**PASSAGE PROVIDED:**
One of the most tiresome criticisms levelled at games is to sniffily point out that you could play it in real life just as easily. Why play FIFA when you can take an actual football to the park? Why click-clack along to songs in Rock Band when you could learn to play an actual guitar instead? Such feeble jabs generally miss the wish fulfilment context of such games but Draw Something, the App Store's latest overnight sensation, doesn't even have that to fall back on. This is a game you could easily recreate with paper and pen.

It really is this simple: you draw a picture of something, plucked from a list of three suggestions. This gets sent to a friend, who must then guess what you've drawn. Then it's their turn to draw something for you, and your turn to guess. And so on, an escalating volley of generally inept sketching and ill-advised attempts to be clever. That's supposed to be Finland, Ellie? Really?

There's a scoring system, of sorts, but nothing too taxing. Coins are earned for successful guesses, depending on the difficulty, but can only be used to buy more colours for your paintbox or bombs to shake out new words, or destroy irrelevant letters in the guessing stage. Neither are essential to progress.

The longer you and your friends can keep making correct guesses, the higher your tally goes. This tally serves no purpose - there are no leaderboards and no "victory" conditions - but it's still disturbingly compelling. It's meaningless, but nobody wants to be the one to spoil the run by passing on a round, in much the same way as nobody wants to be the first one to drop the ball when playing catch.

You could, of course, cheat. There's nothing to stop you simply writing the answer, but with nothing at stake it'd be like playing hide and seek and standing in plain sight. The compulsion to do well comes from a deeper place, communal play in its purest form.

So what makes it fun? The people you play it with, mostly. This is the sort of game that only comes to life when you know the person behind the squiggles, and can laugh at their ineptitude or appreciate their artistry. In-jokes can be worked into images, or you may decide that a particular friend is more likely to guess the word "sneakers" from a reference to the 1992 Dan Aykroyd movie than a drawing of footwear.

**DATA SECTION:**

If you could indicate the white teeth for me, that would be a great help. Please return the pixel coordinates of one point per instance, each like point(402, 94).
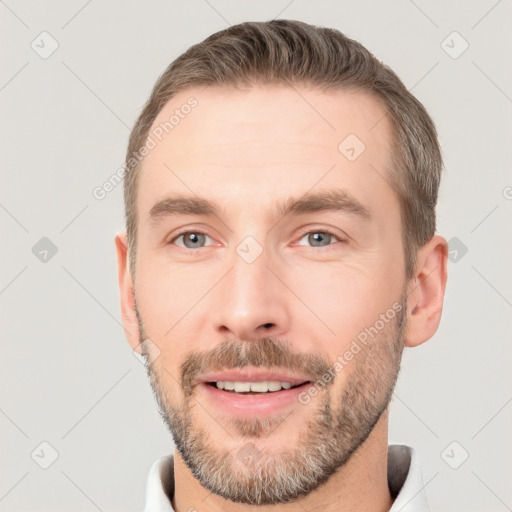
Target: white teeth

**WRITTEN EXERCISE:** Name every video game that the Draw Something review mentions by title.

**REPLY TO THE TASK:** FIFA, Rock Band, Draw Something